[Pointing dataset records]
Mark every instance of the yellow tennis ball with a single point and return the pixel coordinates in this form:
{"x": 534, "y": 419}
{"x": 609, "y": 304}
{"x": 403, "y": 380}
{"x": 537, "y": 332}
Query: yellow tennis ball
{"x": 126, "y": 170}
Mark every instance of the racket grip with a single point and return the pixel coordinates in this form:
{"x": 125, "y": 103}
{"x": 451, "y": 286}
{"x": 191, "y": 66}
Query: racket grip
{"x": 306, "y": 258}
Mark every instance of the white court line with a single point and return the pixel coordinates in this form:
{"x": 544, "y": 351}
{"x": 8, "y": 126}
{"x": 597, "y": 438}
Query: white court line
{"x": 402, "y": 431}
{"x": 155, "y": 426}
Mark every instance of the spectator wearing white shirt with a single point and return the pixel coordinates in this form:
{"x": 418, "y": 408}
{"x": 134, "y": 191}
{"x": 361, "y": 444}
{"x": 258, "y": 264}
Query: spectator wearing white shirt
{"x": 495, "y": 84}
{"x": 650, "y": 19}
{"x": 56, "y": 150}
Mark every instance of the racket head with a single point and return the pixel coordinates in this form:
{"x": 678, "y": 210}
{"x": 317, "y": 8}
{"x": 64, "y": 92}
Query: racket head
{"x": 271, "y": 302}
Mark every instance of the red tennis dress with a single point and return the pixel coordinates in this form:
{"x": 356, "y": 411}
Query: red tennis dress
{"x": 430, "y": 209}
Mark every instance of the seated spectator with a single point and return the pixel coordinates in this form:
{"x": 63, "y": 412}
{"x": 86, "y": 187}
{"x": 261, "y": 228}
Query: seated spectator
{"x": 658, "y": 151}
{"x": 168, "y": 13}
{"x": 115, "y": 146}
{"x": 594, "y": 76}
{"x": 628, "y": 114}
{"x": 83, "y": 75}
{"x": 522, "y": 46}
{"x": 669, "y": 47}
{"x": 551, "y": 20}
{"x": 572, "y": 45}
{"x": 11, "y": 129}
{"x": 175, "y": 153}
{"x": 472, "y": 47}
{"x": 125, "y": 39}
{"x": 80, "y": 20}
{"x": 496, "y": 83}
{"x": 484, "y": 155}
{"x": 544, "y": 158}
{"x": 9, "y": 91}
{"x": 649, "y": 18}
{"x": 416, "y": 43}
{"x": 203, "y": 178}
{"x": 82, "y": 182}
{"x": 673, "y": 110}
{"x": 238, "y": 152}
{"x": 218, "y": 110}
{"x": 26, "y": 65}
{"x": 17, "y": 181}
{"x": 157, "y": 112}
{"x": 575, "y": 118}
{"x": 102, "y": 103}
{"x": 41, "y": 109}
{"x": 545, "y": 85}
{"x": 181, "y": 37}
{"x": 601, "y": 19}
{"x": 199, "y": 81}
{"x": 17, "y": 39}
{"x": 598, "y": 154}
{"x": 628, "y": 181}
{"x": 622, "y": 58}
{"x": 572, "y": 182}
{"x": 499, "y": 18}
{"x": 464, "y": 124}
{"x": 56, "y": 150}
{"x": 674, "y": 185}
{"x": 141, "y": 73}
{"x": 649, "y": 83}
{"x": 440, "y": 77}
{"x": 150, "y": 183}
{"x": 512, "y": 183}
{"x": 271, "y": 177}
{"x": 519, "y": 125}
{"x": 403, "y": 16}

Task directions: Make an exact copy of the listing, including every line.

Written reply:
Mark every instance of the yellow tennis ball with a single point and return the pixel coordinates in this form:
{"x": 534, "y": 419}
{"x": 609, "y": 304}
{"x": 403, "y": 380}
{"x": 537, "y": 332}
Query: yellow tennis ball
{"x": 126, "y": 170}
Mark every instance of the racket grip with a single point and return the pixel coordinates in this form:
{"x": 125, "y": 103}
{"x": 451, "y": 286}
{"x": 191, "y": 66}
Query: racket grip
{"x": 306, "y": 258}
Mark every instance of the white court line with a single point and return the pixel coordinates in this form:
{"x": 544, "y": 351}
{"x": 8, "y": 126}
{"x": 597, "y": 438}
Query: white court line
{"x": 402, "y": 431}
{"x": 155, "y": 426}
Mark every instance of the spectator wearing white shirt with a single point and return the pixel coordinates in this form:
{"x": 418, "y": 408}
{"x": 134, "y": 191}
{"x": 361, "y": 444}
{"x": 258, "y": 264}
Query: spectator wearing white shirt
{"x": 495, "y": 84}
{"x": 650, "y": 19}
{"x": 56, "y": 150}
Mark every instance of the racket head with a single point and return the pixel coordinates in this form:
{"x": 678, "y": 210}
{"x": 317, "y": 8}
{"x": 64, "y": 92}
Query: racket head
{"x": 271, "y": 302}
Mark every instance of the red tennis dress with a single point and return the pixel coordinates in this form:
{"x": 356, "y": 411}
Query: red tennis dress
{"x": 430, "y": 209}
Mark every instance of the seated spectator with a single point and return the pixel coordinates in this form:
{"x": 63, "y": 412}
{"x": 86, "y": 187}
{"x": 261, "y": 228}
Query: seated spectator
{"x": 658, "y": 151}
{"x": 168, "y": 13}
{"x": 115, "y": 146}
{"x": 594, "y": 76}
{"x": 628, "y": 114}
{"x": 83, "y": 75}
{"x": 522, "y": 46}
{"x": 669, "y": 47}
{"x": 551, "y": 20}
{"x": 572, "y": 45}
{"x": 11, "y": 129}
{"x": 175, "y": 153}
{"x": 472, "y": 47}
{"x": 125, "y": 39}
{"x": 80, "y": 20}
{"x": 496, "y": 83}
{"x": 484, "y": 155}
{"x": 544, "y": 158}
{"x": 9, "y": 91}
{"x": 649, "y": 18}
{"x": 416, "y": 43}
{"x": 203, "y": 178}
{"x": 82, "y": 182}
{"x": 673, "y": 110}
{"x": 238, "y": 152}
{"x": 218, "y": 110}
{"x": 26, "y": 65}
{"x": 17, "y": 181}
{"x": 157, "y": 112}
{"x": 575, "y": 118}
{"x": 102, "y": 103}
{"x": 41, "y": 109}
{"x": 545, "y": 85}
{"x": 181, "y": 37}
{"x": 601, "y": 19}
{"x": 199, "y": 81}
{"x": 17, "y": 39}
{"x": 598, "y": 154}
{"x": 628, "y": 181}
{"x": 622, "y": 58}
{"x": 572, "y": 182}
{"x": 499, "y": 18}
{"x": 464, "y": 124}
{"x": 56, "y": 150}
{"x": 674, "y": 185}
{"x": 141, "y": 73}
{"x": 649, "y": 83}
{"x": 440, "y": 77}
{"x": 150, "y": 183}
{"x": 512, "y": 183}
{"x": 271, "y": 177}
{"x": 519, "y": 125}
{"x": 403, "y": 16}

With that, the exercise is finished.